**WORK TO BE COMPLETED**
Reproduce only the part of the data below that opens with the line containing "banquet table shown in the photograph." and runs through the end of the data, copying every line in that span. Leave all wording unchanged, but multiply each bounding box coordinate in the answers by 1.25 and round it to a whole number, rounding halves up.

**INPUT RECORDS**
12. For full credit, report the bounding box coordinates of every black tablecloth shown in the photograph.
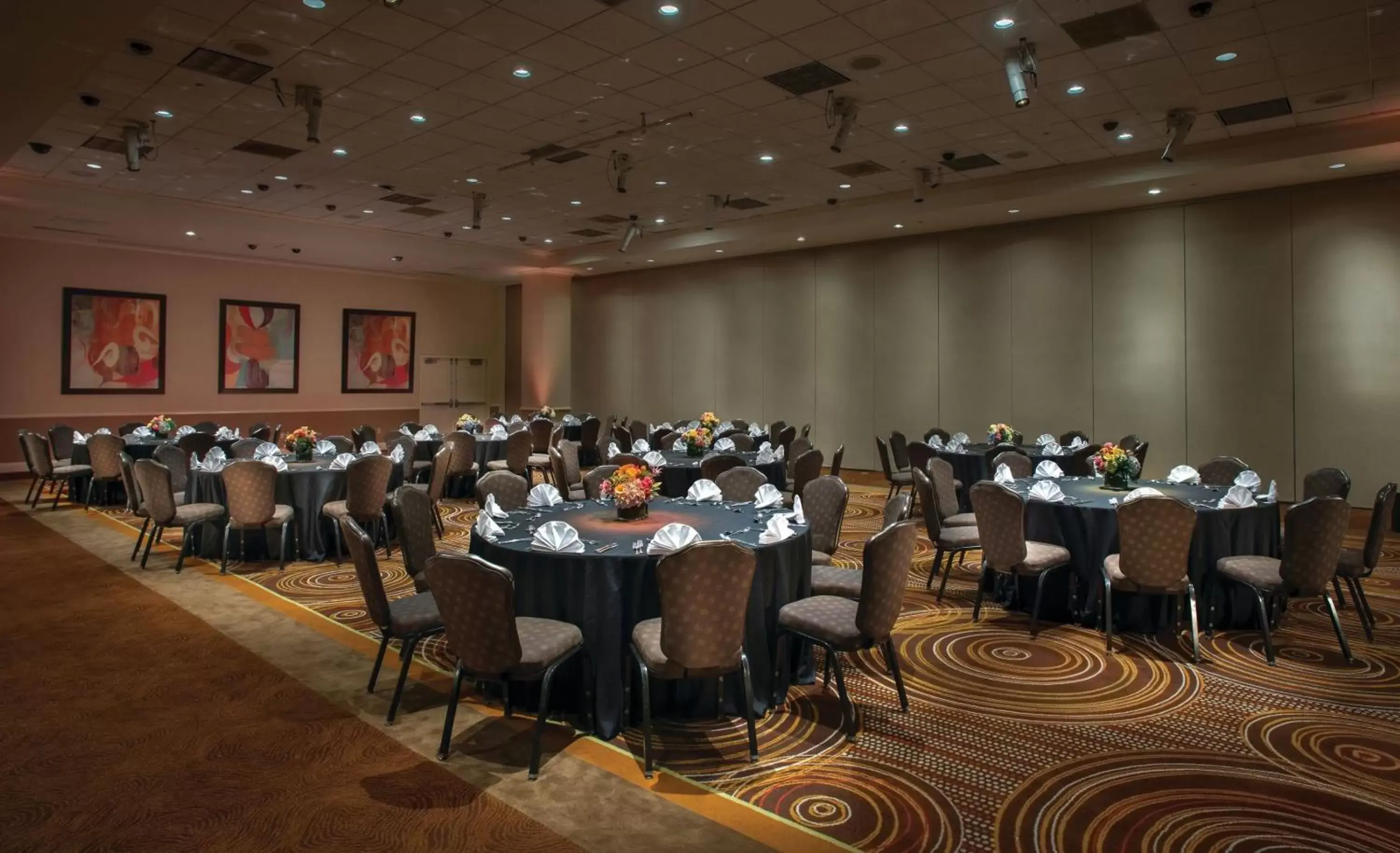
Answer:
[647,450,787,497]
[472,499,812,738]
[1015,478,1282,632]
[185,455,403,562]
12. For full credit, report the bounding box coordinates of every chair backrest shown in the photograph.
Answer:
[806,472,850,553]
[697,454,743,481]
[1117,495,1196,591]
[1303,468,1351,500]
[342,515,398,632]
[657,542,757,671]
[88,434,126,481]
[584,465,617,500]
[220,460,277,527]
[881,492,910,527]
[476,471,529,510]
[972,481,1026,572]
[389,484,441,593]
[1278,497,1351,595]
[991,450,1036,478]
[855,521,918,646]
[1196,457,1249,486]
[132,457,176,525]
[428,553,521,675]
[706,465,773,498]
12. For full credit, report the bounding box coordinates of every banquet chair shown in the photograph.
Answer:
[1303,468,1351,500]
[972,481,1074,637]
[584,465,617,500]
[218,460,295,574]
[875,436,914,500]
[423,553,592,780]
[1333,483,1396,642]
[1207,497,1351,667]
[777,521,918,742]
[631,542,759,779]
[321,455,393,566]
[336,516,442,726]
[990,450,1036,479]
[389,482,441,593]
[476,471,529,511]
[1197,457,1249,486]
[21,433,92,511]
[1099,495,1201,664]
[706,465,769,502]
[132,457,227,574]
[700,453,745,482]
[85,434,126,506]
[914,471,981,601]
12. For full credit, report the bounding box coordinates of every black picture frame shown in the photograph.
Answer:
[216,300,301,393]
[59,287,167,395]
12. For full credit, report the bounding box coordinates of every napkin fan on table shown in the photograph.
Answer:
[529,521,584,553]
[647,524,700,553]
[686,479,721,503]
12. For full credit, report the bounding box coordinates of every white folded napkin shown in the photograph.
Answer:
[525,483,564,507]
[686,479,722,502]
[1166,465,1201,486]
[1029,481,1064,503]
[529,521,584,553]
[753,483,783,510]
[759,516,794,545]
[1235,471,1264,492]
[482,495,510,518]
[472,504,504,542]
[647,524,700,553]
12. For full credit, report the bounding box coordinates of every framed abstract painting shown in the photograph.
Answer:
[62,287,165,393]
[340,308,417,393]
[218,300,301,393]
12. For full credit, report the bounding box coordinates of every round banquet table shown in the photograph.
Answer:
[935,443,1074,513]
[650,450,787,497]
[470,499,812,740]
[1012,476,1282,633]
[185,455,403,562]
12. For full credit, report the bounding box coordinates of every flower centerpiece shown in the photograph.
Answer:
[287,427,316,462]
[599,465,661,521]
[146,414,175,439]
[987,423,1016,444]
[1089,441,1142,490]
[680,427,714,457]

**RESULT OF THIS TASK**
12. For full credit, report the bounding box coordinates of every round banquet table shown in the photograph.
Answer:
[1169,554,1343,641]
[813,563,984,621]
[588,624,1015,925]
[1265,595,1603,791]
[231,569,504,703]
12. For full credit, report the bounding box coordinates of every flower centerpiece shown in the photograph.
Answer:
[359,534,395,578]
[749,581,826,651]
[183,518,219,549]
[1234,529,1270,555]
[1361,551,1428,613]
[850,534,893,571]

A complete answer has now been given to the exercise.